JOBS
(1) Restate the Canon post from "The VDSLR’s success" to "for [relatively] cheap.", switching "Scarlet" to "Epic".
(2) According to the Canon post, what is the price of RED's bottom-priced camera?
(3) Does each statement agree with the Canon post? Answer yes or no, quoting the deciding words.
(a) RED's bottom-priced camera has a larger sensor than its Canon competitors.
(b) Awkward framerates are a complaint in the case of the 5D.
(c) The production value of short and independent films has increased significantly over the past year.

QUOTED PASSAGE
04 Feb 2010, Posted by David Torcivia in Articles,Equipment Reviews,Filmmaking,General, 2 Comments

What I Hope Canon Announces Tomorrow


Canon 5D Mark IIAt the moment, Canon stands on secure ground in the prosumer and low-end professional video market. The VDSLR trifecta of the 5D Mark II, 7D, and 1D Mark IV have enabled filmmakers to achieve expensive, film-like looks for unheard of prices. Consequently, over the past year the production value of short and independent films have increased significantly creating a mini-revolution in this branch of the industry. These cameras are not without their faults, however. Awkward framerates (in the case of the 5D), extreme shutter rolling, no video-friendly shutter speeds, awkward ergonomics, poor audio capabilities, lossy down-resing, and a poor codec are all gripes, many serious, from users.

The VDSLR’s success has come despite these problems because of the low price and large sensor size (and resulting depth of field and low-light performance) the cameras offer. This advantage is rapidly running out as the industry shake-up company, RED, prepares the launch of their Scarlet line of cameras. Red’s bottom priced camera offers a 2/3″ sensor (smaller than it’s Canon competitors), 3K REDCODE RAW (a vastly superior codec), 120fps, a high quality 8x zoom, vastly reduced shutter rolling, and several other filmmaker friendly features for $4750 – about the same price as a Canon 1D IV body. For ~$7ooo, RED sells a S35 sensor barebone version which would require another $3000 or so of accessories and lenses to make usable. The short version: a [relatively] large sensor camera, built for filmmaking (not photography), for [relatively] cheap.

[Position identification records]
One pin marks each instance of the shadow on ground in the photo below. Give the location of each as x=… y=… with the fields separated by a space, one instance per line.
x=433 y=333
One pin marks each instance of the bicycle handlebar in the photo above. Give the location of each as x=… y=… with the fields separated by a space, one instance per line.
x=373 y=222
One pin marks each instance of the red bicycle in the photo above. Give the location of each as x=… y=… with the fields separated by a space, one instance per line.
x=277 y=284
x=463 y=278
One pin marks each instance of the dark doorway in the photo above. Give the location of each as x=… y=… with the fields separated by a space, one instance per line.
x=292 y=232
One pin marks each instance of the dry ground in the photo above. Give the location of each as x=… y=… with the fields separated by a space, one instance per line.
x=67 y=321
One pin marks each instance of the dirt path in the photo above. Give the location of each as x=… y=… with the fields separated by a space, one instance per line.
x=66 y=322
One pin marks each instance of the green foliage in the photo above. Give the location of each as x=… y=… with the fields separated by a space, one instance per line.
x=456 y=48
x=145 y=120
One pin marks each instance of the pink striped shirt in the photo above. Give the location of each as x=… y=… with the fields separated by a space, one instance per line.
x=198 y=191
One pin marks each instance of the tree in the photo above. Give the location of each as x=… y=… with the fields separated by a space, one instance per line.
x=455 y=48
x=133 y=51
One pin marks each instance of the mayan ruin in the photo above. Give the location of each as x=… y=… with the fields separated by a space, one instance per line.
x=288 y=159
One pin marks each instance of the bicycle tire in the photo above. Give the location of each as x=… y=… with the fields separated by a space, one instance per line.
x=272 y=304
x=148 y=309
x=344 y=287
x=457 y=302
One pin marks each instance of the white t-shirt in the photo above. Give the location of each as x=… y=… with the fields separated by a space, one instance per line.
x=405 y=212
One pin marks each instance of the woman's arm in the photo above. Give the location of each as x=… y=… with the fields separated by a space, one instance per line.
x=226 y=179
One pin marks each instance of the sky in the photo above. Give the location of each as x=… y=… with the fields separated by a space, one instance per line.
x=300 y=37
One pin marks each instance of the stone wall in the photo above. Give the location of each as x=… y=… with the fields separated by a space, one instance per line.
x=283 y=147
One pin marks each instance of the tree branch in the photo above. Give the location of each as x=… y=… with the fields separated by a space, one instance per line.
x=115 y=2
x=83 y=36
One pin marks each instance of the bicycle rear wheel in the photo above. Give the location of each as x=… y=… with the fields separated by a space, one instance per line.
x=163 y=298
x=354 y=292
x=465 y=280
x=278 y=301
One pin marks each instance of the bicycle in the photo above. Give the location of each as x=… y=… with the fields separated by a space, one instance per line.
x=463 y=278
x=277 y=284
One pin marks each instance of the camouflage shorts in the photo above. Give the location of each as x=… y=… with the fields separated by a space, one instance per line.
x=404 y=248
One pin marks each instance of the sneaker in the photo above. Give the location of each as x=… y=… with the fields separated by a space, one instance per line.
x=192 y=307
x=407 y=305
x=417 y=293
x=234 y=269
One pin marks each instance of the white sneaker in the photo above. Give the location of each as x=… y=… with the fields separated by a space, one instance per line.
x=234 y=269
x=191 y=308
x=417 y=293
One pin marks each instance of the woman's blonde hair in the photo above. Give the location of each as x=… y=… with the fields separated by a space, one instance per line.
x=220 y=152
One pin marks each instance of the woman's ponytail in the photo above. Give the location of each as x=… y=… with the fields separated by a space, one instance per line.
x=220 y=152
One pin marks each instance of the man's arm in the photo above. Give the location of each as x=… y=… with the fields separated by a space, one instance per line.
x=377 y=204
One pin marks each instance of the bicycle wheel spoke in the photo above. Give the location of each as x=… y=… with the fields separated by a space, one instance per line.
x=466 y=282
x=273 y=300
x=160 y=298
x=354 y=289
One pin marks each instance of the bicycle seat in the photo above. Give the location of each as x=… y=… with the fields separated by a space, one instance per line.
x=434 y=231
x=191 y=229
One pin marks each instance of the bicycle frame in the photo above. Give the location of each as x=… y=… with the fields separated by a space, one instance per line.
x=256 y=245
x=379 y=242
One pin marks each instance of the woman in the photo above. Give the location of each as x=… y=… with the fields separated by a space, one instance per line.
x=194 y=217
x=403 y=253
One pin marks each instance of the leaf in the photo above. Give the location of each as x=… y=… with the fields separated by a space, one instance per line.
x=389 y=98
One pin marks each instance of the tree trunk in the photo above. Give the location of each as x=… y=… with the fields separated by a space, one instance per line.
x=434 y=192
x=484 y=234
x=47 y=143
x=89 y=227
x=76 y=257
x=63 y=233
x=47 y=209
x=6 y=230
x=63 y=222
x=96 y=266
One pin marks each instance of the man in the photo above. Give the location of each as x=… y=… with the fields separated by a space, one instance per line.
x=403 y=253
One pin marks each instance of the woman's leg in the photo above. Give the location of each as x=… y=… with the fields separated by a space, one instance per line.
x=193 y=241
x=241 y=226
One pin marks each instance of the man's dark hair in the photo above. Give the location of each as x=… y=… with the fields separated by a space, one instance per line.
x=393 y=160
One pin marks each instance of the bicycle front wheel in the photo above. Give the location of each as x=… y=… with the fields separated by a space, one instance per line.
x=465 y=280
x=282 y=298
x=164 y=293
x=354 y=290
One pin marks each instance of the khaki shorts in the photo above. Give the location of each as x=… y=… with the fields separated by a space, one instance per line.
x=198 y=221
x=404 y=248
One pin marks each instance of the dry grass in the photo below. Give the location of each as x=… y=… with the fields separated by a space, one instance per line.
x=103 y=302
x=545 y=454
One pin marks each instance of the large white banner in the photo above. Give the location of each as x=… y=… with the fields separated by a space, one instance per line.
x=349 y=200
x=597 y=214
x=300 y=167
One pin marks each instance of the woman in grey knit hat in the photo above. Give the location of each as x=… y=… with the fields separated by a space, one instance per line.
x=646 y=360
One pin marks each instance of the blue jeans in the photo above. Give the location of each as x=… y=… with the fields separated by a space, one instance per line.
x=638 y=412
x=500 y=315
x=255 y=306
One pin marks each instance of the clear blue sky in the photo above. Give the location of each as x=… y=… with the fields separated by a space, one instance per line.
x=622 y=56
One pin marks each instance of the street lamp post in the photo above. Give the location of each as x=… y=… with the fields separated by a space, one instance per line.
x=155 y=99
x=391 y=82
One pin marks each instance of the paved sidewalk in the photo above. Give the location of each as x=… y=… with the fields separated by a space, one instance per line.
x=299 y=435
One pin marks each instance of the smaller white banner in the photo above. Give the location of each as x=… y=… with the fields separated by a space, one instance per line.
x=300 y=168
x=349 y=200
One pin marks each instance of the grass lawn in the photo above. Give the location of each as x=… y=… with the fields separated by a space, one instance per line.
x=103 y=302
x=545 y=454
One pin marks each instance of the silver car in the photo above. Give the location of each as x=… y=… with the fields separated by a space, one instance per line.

EXERCISE ANSWERS
(1)
The VDSLR’s success has come despite these problems because of the low price and large sensor size (and resulting depth of field and low-light performance) the cameras offer. This advantage is rapidly running out as the industry shake-up company, RED, prepares the launch of their Epic line of cameras. Red’s bottom priced camera offers a 2/3″ sensor (smaller than it’s Canon competitors), 3K REDCODE RAW (a vastly superior codec), 120fps, a high quality 8x zoom, vastly reduced shutter rolling, and several other filmmaker friendly features for $4750 – about the same price as a Canon 1D IV body. For ~$7ooo, RED sells a S35 sensor barebone version which would require another $3000 or so of accessories and lenses to make usable. The short version: a [relatively] large sensor camera, built for filmmaking (not photography), for [relatively] cheap.

(2) $4750, about the same price as a Canon 1D IV body.

(3)
(a) No: "a 2/3″ sensor (smaller than it’s Canon competitors)"
(b) Yes: "Awkward framerates (in the case of the 5D)"
(c) Yes: "over the past year the production value of short and independent films have increased significantly"